◆ STATED TASK A ◆
List the distinct poster names that appear in the post headers of the thread about developing Ilford film.

◆ PROVIDED PASSAGE ◆
━━━
# Where to develop Ilford Delta ISO 400?



## Zeabned (May 27, 2006)

Hi, Newbie here.  I already posted this question in the introductions and greetings section, but since it's OOT there, I'm reposting it here.  I like B&W film but have just recently returned to film camera after a long interval shooting only digital.  Nostalgia, I guess.  My question to the reservoir of lofty photo knowledge embodied by the established membership :hail: is this:  I don't develop at home yet, but I'm planning to shoot Ilford film.  Any recommendations regarding places to which I can send the canisters to have this type of film reliably developed?  Would appreciate your input.


----------



## Don Simon (May 27, 2006)

Hi. Whereabouts in the world are you?


----------



## Zeabned (May 27, 2006)

ZaphodB said:
			
		

> Hi. Whereabouts in the world are you?


 
Mentally/spiritually, I don't know.  Physically: Miami, Florida.


----------



## Jeff Canes (May 27, 2006)

I don&#8217;t know of any small B&W labs in Miami, and those that I used in the Hollywood/Fort Lauderdale area have all closed down. Thank you digital. I have started doing my own B&W

http://www.thomsonimaging.com on Ponce de Leon Blvd in Coral Gables between Bird Road & US 1, I have never used them

http://www.chromatekimaging.com in north Fort Lauderdale I used them a few time for E-6, they still do B&W dip tank but that business is very slow. 

If you go to Walgreen or CVS they will send the film out for possessing should take about 2 weeks.


----------



## PopPicker (May 27, 2006)

My suggestion would be to buy a little tank and chemicals and do your own .It's not that difficult. At least you'll have control over the outcome and quickly too. It would probably take you 3 or 4 films to establish a routine, after that it's all done and dusted in 30 minutes apart from drying. 

Printing is different.
━━━
◆ STATED TASK B ◆
Reproduce the stretch of the records from the line containing "Where can the light" through the end of the records, and increase every coordinate value in the marked points by 52.

[Dataset records on where objects are located]
━━━
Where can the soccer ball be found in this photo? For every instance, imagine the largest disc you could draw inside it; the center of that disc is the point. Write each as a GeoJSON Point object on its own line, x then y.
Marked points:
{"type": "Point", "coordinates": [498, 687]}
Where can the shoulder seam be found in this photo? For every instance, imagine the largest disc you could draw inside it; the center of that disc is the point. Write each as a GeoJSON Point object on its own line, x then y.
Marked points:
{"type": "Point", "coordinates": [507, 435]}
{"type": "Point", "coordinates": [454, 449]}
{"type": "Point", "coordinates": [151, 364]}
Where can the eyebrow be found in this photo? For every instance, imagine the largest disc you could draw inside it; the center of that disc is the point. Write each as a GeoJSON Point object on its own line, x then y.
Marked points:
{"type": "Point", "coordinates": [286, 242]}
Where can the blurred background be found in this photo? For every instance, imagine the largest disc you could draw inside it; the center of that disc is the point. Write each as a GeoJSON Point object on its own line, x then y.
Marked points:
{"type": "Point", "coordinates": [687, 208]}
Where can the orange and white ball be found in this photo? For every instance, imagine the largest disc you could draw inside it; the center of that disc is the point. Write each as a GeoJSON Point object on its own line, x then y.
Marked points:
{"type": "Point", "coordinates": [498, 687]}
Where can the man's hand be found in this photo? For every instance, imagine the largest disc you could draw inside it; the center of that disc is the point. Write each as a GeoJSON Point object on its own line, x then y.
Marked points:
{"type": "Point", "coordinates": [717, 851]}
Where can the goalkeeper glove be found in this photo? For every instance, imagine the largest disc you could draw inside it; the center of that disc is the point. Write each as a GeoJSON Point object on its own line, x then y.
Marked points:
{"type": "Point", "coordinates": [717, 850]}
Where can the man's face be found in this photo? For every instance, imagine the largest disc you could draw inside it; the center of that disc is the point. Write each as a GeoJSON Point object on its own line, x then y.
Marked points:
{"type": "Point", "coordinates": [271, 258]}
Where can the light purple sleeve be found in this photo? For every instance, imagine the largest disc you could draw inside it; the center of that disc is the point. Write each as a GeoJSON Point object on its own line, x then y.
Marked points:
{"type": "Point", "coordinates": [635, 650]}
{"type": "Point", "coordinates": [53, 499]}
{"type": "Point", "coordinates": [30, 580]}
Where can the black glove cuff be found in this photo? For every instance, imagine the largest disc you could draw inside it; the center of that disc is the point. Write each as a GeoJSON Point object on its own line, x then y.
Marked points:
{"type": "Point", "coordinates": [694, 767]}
━━━
◆ WRITTEN ANSWER A ◆
Zeabned
Don Simon
Jeff Canes
PopPicker

◆ WRITTEN ANSWER B ◆
Where can the light purple sleeve be found in this photo? For every instance, imagine the largest disc you could draw inside it; the center of that disc is the point. Write each as a GeoJSON Point object on its own line, x then y.
Marked points:
{"type": "Point", "coordinates": [687, 702]}
{"type": "Point", "coordinates": [105, 551]}
{"type": "Point", "coordinates": [82, 632]}
Where can the black glove cuff be found in this photo? For every instance, imagine the largest disc you could draw inside it; the center of that disc is the point. Write each as a GeoJSON Point object on its own line, x then y.
Marked points:
{"type": "Point", "coordinates": [746, 819]}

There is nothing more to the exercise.